Trecho:

----------

No livro O Segundo Sexo, a filósofa Simone de Beauvoir diz que a maternidade tem importância variável. Isso porque se a mulher está submetida a um contexto que limita sua autonomia e liberdade sobre o procriar e a sociedade se esquiva do ocupar-se da gravidez e da criança, os encargos da maternidade serão muito pesados para as mulheres. A situação que a profissional de educação sexual e editoração Mariana Fernandes Vieira está enfrentando desde dezembro, quando se preparava para receber sua primeira filha, mostra o que é uma sociedade que se esquiva.

Desde 2013, Mariana é registrada como microempreendedora individual. O MEI é uma política pública do governo federal brasileiro lançada em 2008 com a intenção de inserir trabalhadores informais na economia formal, garantindo principalmente acesso a benefícios de previdência e seguridade social como aposentadoria e salário-maternidade, por meio de uma contribuição mensal.

Com todos seus pagamentos tributários em dia, Mariana fez a solicitação do benefício salário-maternidade ao INSS (Instituto Nacional de Seguro Social) no dia 20 de dezembro e foi informada que a resposta sobre a concessão chegaria em, no mínimo, 45 dias. Até hoje, nada.

----------

Dados fornecidos:
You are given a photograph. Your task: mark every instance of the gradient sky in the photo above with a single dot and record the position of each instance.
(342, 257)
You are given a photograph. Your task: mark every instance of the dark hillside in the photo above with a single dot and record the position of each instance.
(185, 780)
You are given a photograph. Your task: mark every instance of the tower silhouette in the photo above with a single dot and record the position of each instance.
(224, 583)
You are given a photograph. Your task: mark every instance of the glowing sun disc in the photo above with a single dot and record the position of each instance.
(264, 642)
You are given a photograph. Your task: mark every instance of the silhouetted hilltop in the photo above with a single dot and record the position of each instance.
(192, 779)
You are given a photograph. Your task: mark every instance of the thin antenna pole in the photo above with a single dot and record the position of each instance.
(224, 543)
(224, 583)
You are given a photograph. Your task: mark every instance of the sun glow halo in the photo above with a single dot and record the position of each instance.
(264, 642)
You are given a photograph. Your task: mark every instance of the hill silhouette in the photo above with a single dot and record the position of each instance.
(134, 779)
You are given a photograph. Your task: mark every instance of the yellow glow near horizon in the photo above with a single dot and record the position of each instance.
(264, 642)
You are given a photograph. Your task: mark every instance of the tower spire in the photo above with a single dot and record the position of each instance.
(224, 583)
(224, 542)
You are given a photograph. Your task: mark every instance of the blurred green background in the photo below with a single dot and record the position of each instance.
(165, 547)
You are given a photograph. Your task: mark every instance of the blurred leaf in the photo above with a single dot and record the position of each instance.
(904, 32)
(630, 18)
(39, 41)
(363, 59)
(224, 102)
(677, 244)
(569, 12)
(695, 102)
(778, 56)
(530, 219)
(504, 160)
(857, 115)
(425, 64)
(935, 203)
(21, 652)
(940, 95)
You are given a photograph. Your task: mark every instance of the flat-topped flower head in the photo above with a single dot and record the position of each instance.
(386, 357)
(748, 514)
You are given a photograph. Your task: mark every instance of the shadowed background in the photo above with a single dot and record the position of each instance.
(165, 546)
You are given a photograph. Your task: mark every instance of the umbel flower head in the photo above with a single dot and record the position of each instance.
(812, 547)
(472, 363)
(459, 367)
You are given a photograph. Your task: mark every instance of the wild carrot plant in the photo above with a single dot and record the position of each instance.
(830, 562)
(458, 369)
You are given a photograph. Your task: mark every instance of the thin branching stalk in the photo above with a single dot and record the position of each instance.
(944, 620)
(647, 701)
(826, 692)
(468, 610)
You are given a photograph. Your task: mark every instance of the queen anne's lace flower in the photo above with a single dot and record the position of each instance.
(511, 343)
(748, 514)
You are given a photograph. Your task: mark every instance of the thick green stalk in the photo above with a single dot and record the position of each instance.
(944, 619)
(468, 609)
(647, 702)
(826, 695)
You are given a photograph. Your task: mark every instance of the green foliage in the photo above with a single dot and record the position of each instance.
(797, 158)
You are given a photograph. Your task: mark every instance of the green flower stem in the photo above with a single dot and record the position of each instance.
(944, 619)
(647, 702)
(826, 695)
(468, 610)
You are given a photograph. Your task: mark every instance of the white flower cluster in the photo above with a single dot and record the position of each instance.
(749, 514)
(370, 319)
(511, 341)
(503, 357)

----------

Tarefas a fazer:
• 1. Segundo o trecho, desde que ano Mariana é registrada como microempreendedora individual?
• 2. Diga se cada afirmação concorda com o trecho, respondendo sim ou não e citando as palavras do trecho que decidem: (a) O MEI foi lançado em 2008. (b) Mariana pediu o salário-maternidade ao INSS em 20 de novembro. (c) Disseram a Mariana que a resposta chegaria em no máximo 45 dias.
As entradas vêm de outra fonte.

Lista de respostas:
• 1. Desde 2013.

• 2.
(a) Sim: "lançada em 2008".
(b) Não: "no dia 20 de dezembro".
(c) Não: "em, no mínimo, 45 dias".